> _Exercise details_:
Report each line of the entries below that contains the word "barrier", and copy every such line in full.

Start of Data lines

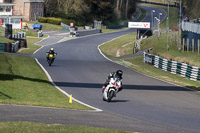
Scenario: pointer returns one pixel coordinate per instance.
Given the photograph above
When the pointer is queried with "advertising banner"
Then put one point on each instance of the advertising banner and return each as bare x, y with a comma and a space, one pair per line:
139, 25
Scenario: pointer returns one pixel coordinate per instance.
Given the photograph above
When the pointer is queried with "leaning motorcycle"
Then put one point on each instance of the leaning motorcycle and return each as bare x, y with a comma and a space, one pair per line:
51, 59
111, 89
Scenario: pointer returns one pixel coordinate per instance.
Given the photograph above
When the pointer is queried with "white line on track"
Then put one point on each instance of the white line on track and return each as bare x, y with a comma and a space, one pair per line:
65, 93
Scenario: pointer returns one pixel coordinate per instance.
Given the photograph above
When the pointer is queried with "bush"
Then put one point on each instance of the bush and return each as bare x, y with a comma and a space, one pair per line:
43, 19
56, 21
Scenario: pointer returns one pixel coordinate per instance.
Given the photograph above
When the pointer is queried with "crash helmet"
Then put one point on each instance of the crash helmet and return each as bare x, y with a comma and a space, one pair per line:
119, 73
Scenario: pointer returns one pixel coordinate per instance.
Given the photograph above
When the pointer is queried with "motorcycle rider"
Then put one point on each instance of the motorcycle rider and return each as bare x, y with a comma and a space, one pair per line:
117, 74
51, 51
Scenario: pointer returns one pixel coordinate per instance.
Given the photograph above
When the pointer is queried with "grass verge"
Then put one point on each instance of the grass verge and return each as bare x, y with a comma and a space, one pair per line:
27, 127
137, 63
22, 81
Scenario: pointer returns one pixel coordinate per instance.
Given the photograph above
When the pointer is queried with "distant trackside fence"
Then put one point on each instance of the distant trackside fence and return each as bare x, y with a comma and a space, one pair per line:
182, 69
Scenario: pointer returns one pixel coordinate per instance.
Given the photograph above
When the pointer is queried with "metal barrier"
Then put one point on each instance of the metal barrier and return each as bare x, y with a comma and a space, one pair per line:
192, 27
182, 69
19, 35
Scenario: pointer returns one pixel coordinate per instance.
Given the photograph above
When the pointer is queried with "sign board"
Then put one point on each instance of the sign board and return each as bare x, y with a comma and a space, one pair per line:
148, 59
139, 25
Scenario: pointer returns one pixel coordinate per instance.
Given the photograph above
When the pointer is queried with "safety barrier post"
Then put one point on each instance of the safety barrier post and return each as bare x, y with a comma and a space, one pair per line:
187, 44
198, 46
183, 44
192, 45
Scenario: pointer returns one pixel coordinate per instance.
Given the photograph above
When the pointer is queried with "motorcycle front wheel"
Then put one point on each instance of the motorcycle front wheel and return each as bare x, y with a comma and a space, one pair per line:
110, 95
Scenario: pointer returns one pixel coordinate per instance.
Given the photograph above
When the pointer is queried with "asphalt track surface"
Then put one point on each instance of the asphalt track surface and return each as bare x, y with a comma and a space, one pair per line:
145, 105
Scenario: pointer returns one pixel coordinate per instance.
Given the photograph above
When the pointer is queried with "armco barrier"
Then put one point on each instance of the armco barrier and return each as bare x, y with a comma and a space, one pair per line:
2, 47
87, 32
182, 69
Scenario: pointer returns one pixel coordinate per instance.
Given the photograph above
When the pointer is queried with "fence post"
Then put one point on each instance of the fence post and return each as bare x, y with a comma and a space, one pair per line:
192, 45
183, 44
187, 44
198, 46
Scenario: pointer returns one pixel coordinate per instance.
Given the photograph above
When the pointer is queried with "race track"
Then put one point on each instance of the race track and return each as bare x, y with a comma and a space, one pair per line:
80, 69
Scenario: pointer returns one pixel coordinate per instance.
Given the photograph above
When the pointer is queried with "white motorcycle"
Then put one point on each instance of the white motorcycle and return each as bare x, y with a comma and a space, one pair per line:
111, 89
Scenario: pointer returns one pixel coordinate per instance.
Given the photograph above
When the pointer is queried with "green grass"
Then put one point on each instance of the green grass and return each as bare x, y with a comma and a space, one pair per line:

End of Data lines

> _Problem solution_:
When the pointer is queried with "metal barrier"
Then put one point on each instance of the metal barrier and return each as bare x, y with a comma and a space, one pair per line:
When the pointer is queried with "safety barrier post"
Then put one point on each instance of the safety barrier post and return each as bare x, y with a comma and a space, one pair per line:
When the pointer is queried with "armco barrier"
Then put one point on each instance of the armco barrier and return each as bare x, y with a comma and a space, one pair per line:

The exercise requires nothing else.